Records from a data source
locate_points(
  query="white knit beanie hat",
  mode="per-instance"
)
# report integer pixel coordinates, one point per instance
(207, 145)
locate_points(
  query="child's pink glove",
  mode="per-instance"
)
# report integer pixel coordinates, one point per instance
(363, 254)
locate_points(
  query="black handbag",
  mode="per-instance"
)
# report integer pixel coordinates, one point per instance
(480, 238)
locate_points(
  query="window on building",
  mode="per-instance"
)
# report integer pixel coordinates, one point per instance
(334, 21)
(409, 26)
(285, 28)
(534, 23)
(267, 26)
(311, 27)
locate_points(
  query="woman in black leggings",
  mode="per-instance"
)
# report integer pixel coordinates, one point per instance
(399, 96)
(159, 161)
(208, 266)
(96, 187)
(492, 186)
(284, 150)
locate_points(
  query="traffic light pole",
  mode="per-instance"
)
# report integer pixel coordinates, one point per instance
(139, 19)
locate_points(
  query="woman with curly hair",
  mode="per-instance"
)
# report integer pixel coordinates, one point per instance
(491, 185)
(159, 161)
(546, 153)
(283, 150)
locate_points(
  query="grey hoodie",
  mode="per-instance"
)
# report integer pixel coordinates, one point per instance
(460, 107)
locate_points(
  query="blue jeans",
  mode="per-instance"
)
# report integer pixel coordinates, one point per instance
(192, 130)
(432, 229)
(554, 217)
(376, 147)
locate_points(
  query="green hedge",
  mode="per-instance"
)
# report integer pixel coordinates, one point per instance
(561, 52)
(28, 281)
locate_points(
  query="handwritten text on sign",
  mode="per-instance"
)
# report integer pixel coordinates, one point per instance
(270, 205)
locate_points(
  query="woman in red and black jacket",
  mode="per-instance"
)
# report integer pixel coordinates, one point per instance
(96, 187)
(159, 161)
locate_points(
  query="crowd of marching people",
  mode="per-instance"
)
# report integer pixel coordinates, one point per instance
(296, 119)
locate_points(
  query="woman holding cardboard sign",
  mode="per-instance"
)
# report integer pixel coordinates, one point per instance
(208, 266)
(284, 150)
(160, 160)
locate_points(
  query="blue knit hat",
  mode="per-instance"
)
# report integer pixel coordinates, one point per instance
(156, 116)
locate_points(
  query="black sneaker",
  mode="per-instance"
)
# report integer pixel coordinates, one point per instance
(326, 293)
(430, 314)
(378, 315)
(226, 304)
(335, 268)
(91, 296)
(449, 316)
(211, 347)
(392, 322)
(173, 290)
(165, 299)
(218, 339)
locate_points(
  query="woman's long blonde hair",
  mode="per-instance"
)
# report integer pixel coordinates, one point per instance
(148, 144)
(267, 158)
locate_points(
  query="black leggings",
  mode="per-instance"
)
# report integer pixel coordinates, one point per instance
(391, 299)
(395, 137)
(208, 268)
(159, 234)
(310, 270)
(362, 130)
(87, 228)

AIM → Quote all of the entries exactly as they appear.

TASK ANSWER →
locate_points(
  query="white knit beanie hat",
  mode="per-instance"
)
# report integer pixel coordinates, one point per instance
(207, 145)
locate_points(
  query="child's pink glove",
  mode="per-instance"
)
# report integer pixel coordinates, one point per instance
(363, 254)
locate_points(
  query="black handbag",
  mode="per-instance"
)
# report integer pixel coordinates, one point per instance
(480, 238)
locate_points(
  query="window on building",
  mode="per-instance"
)
# report integer pixel coordinates, one point per instance
(334, 21)
(409, 26)
(285, 28)
(534, 23)
(267, 26)
(311, 27)
locate_points(
  query="woman in black leggings",
  mode="per-instance"
)
# report integer pixel coordinates, one point per instance
(399, 96)
(159, 161)
(208, 266)
(96, 187)
(492, 186)
(284, 150)
locate_points(
  query="traffic light pole",
  mode="per-instance"
)
# report integer pixel coordinates, one point per instance
(139, 19)
locate_points(
  query="woman with curly hair",
  mode="per-instance"
)
# report integer pixel coordinates, one point per instance
(491, 185)
(159, 161)
(546, 153)
(283, 150)
locate_points(
  query="grey hoodie",
  mode="per-instance"
)
# report integer pixel coordinates, one point per instance
(460, 107)
locate_points(
  query="blue jeans",
  mode="per-instance"
)
# report integer pixel coordinates, one point per instance
(192, 130)
(432, 229)
(554, 217)
(376, 147)
locate_points(
  query="green hedge",
  mode="per-instance"
)
# report integer pixel coordinates, one point per instance
(561, 52)
(28, 281)
locate_points(
  query="handwritten text on sign",
  mode="per-instance"
)
# report integer pixel coordinates, one point per instance
(270, 205)
locate_points(
  query="woman in red and black jacket",
  mode="per-instance"
)
# report integer pixel coordinates, one point per instance
(96, 187)
(159, 161)
locate_points(
  query="crowd of marching people",
  mode="per-instance"
)
# report integer pixel coordinates, one point per instance
(296, 119)
locate_points(
  query="woman holding cardboard sign",
  mode="per-instance"
)
# report integer pixel coordinates, one point per instance
(208, 266)
(284, 150)
(160, 160)
locate_points(
  query="blue knit hat",
  mode="per-instance"
)
# report integer pixel coordinates, one point per instance
(156, 116)
locate_points(
  query="black sneaker",
  mode="per-instance"
)
# report integer pixel coordinates, one point per instance
(326, 293)
(430, 314)
(378, 315)
(226, 304)
(335, 268)
(91, 296)
(449, 316)
(211, 347)
(392, 322)
(173, 290)
(165, 299)
(218, 339)
locate_points(
  query="woman's long blonde hair",
  mode="per-instance"
)
# report integer pixel coordinates, one point per instance
(148, 144)
(267, 158)
locate_points(
  query="black leggings",
  mode="per-instance"
)
# report integer pixel coordinates, one point per instance
(391, 299)
(395, 137)
(208, 268)
(159, 234)
(310, 270)
(362, 130)
(87, 228)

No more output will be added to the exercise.